= TASK REQUIREMENTS =
Return the records exactly as they are.

= EXTRACTED DATA =
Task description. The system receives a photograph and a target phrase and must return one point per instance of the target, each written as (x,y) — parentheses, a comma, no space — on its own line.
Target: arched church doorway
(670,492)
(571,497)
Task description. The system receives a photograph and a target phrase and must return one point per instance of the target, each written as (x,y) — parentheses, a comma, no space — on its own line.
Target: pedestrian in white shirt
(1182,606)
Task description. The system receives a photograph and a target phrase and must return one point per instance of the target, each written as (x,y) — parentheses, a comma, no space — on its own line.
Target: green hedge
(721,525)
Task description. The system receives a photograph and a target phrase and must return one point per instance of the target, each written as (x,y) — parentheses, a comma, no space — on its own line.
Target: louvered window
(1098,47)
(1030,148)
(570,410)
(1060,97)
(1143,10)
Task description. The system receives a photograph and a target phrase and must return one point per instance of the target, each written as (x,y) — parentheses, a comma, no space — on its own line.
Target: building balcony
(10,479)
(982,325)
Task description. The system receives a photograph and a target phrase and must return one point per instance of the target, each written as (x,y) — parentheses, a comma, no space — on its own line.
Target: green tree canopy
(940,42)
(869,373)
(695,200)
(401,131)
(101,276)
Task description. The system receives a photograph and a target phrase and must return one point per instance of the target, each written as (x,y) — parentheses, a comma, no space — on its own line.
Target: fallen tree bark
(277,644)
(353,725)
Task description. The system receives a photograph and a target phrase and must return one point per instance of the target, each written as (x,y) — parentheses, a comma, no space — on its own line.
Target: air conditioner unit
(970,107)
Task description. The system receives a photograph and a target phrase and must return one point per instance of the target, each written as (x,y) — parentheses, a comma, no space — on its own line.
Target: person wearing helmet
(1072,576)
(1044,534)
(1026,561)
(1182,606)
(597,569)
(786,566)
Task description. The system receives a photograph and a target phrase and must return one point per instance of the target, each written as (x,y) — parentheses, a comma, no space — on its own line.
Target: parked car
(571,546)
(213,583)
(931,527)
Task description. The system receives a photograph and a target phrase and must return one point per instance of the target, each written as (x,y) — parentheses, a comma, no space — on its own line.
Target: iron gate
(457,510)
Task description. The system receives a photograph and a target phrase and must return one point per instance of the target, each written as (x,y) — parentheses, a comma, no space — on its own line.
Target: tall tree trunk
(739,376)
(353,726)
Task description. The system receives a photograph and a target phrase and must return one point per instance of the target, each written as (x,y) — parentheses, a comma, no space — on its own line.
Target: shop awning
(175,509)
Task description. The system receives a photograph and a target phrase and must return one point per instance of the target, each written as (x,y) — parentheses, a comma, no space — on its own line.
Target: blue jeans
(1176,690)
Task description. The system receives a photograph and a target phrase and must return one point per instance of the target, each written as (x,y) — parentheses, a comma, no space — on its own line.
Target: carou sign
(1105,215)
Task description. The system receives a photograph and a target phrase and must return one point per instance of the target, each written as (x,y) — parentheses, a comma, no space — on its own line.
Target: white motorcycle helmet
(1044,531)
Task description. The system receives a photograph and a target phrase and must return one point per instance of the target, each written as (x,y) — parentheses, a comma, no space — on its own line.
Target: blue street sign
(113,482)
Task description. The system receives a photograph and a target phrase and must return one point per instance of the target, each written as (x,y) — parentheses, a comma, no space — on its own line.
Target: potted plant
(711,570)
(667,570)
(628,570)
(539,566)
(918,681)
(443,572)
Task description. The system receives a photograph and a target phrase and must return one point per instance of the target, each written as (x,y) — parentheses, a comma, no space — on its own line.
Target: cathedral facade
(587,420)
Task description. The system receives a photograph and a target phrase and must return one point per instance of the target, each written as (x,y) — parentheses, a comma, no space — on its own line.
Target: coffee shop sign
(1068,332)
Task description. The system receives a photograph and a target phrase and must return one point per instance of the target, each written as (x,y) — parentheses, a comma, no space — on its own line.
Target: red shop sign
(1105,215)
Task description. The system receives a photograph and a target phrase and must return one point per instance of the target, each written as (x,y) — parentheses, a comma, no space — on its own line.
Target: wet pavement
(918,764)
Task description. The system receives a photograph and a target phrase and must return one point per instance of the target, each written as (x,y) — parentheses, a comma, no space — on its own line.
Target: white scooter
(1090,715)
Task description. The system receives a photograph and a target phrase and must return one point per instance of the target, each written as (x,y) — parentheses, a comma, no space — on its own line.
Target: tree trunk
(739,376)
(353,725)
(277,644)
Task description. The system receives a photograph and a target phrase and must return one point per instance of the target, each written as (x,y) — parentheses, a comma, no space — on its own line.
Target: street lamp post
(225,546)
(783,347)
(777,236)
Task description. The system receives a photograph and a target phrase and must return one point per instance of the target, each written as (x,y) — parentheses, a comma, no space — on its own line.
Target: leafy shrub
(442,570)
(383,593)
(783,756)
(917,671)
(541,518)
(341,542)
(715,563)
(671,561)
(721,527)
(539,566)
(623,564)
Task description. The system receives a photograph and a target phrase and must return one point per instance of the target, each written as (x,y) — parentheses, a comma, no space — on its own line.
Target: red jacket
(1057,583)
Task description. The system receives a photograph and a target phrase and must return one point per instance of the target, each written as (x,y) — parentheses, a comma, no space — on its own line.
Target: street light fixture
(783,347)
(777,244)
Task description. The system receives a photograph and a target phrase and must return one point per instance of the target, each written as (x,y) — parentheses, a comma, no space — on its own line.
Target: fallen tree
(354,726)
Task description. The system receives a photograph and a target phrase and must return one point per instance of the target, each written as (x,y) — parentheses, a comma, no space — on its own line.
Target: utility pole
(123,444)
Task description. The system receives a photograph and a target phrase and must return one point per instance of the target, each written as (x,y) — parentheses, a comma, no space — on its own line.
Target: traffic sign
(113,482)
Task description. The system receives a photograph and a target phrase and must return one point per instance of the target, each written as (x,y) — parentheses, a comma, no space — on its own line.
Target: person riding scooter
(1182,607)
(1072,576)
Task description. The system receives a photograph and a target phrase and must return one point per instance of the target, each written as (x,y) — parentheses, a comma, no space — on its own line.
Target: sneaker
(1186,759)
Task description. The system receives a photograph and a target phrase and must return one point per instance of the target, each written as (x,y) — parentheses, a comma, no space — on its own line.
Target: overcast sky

= EXERCISE RESPONSE =
Task description. The system receives a photograph and a target phrase and must return one point per instance of the target, each written as (x,y) — parentheses, a comma, no space — on its own line.
Target: arched church doorway
(670,492)
(571,497)
Task description. The system receives a photograph and a target phrase and must return one point per instance of the target, each written as (x,y) — parentheses, a comma, no space — on its own line.
Target: pedestrian in white shirt
(1182,606)
Task description. The system receives a photograph and a target phrase and must return one point per instance of the target, each written as (x,y) — parentheses, a comma, no space — on its own line.
Target: green hedge
(721,525)
Task description. The system receives a photograph and a target phrase and must return one point per instance of the target, each written as (x,y) — parentheses, a comma, no space — on its own line.
Target: louvered window
(1098,47)
(1030,148)
(570,410)
(1060,97)
(1143,10)
Task description. The system receives a photograph and a target phrase and must return one point per instance of the target, each written as (x,y) — parentheses, a comma, no space — on its own line.
Target: building balcony
(10,479)
(982,325)
Task description. The system receives a photograph and a target phrase and must return one point per instance of the target, each written as (x,y) — parentheses, a comma, no space — on its own line.
Target: green tree canopy
(940,42)
(869,373)
(695,200)
(401,131)
(101,276)
Task description. The system receives a photograph and a target phrase and must return one point per instance of the target, each written as (x,y) — parentheses, a comma, no space — on its own line.
Target: fallen tree bark
(277,644)
(353,725)
Task description. The system receives a photograph and a target phrase and must return one point per instance of the target, each written as (x,y) — parentheses, a comma, no space — on its own line.
Target: air conditioner unit
(970,107)
Task description. The system receives a photograph and a target phrase and must return one point per instance of the target, each written as (x,y) — parentheses, a comma, no space — on its own line.
Target: person wearing helmet
(1072,576)
(1044,534)
(1026,561)
(1182,606)
(597,569)
(786,566)
Task description. The system receives a photograph and a target phrase and must return one point per instance of the target, each written as (x,y) — parentheses, a comma, no space — on its own line.
Target: parked car
(571,546)
(213,583)
(931,527)
Task description. The system receives a photograph and a target phrase and must return one point per instance of the target, each written as (x,y) — parentheses, a comma, no space — on its own line.
Target: iron gate
(457,510)
Task description. The system receives a photograph and a target phrase and must return one point per instance of the target, each written as (x,y) — parentheses, a comma, no space — on its own line.
Target: tall tree trunk
(739,376)
(353,726)
Task description. The system receives a photograph and a target phrase and must return one point per instance of the target, each written as (x,y) — parentheses, a comma, no space — on its own line.
Target: shop awning
(175,509)
Task description. The system receives a photograph and a target phrase and must return one point per instance of the target, each written as (x,y) — parentheses, a comma, no space — on its own line.
Target: blue jeans
(1176,690)
Task description. The system receives a photograph and a target phrase and must return one point per instance of the target, each written as (x,y) — parentheses, a comma, no space — on its own line.
Target: carou sign
(1105,215)
Task description. The system receives a photograph and a target phrase and must return one point per instance of the target, each written as (x,y) — parentheses, a comma, no space — on its own line.
Target: white motorcycle helmet
(1044,531)
Task description. The system receives a photograph and a target phrase and must return one point per instance of the target, each written as (x,y) — parentheses, a comma, no space — on its own line.
Target: blue street sign
(113,482)
Task description. The system receives a photograph and a target phrase and must return one point per instance of the target, each written as (x,y) — parentheses, a comma, no space — on its own line.
Target: potted plant
(711,570)
(667,570)
(628,570)
(539,566)
(918,681)
(443,572)
Task description. The system receives a photograph and a target phrase and must return one point per instance of the target, each written as (x,y) — parentheses, a comma, no space — on its own line.
Target: cathedral facade
(587,420)
Task description. The system receives a photograph and a target phrase and must return one point per instance of the target, each written as (x,y) — parentheses, a comma, no space — on its own line.
Target: coffee shop sign
(1068,332)
Task description. The system receives a photograph and a target phrase and must return one point per instance of the target, each written as (x,y) — parentheses, a comma, no space — on its own line.
Target: red shop sign
(1105,215)
Task description. The system receives a photograph and a target phrase and must return one point per instance of the target, each written as (x,y) — parentheses, a comma, no space — on its own line.
Target: wet pavement
(918,764)
Task description. The system receives a photograph and a target phrase and must return one point per instance of the target, each written as (x,y) — parentheses, a comma, no space — on its own line.
Target: white scooter
(1090,715)
Task description. The system receives a photograph and a target phrase and must return one point per instance of the target, each written as (x,y) — parentheses, a comma, no space — on its own line.
Target: tree trunk
(739,376)
(353,725)
(277,644)
Task description. The system receives a photograph and a target phrase and must return one point per instance of the target, each written as (x,y) — parentheses, a comma, no space — on its own line.
Target: street lamp post
(225,546)
(783,347)
(777,236)
Task description. The system receives a photograph and a target phrase and must return one point per instance of the target, each written as (x,y) — parentheses, a comma, no space — on its own line.
Target: leafy shrub
(442,570)
(383,593)
(783,756)
(917,671)
(541,518)
(341,542)
(715,563)
(671,561)
(721,527)
(539,566)
(623,564)
Task description. The system receives a photograph and a target phrase and must return one point per instance of the target, each written as (x,y) — parentheses, a comma, no space — on its own line.
Target: red jacket
(1057,583)
Task description. The system receives a photograph and a target phrase and must return one point per instance of the target, each written as (x,y) — parentheses, a comma, no space — on its own line.
Target: street light fixture
(783,347)
(777,244)
Task description. The system receives a photograph and a target phrase and must return one point per instance of the target, each written as (x,y) — parentheses, a comma, no space — on its own line.
Target: fallen tree
(354,726)
Task description. The system receives a photograph and a target phrase and must return one point per instance of the target, each written as (x,y) — parentheses, a comma, no space — on its own line.
Target: utility pole
(123,444)
Task description. The system receives a photograph and a target phrase and must return one point per instance of the target, each written as (x,y) — parentheses, a comma, no space — on its own line.
Target: traffic sign
(113,482)
Task description. The system receives a photograph and a target phrase and must return one point per instance of the target, each written as (x,y) — parentheses, a comma, no space — on its own line.
Target: person riding scooter
(1182,607)
(1072,576)
Task description. The system receives a photograph and a target phrase and must return one point per instance of the target, each written as (x,y) — parentheses, a comma, no space — on its own line.
Target: sneaker
(1186,759)
Task description. The system receives a photograph and a target phrase and must return one point per instance of the target, each written as (x,y) — parentheses, a comma, no space — on its own line.
Target: overcast sky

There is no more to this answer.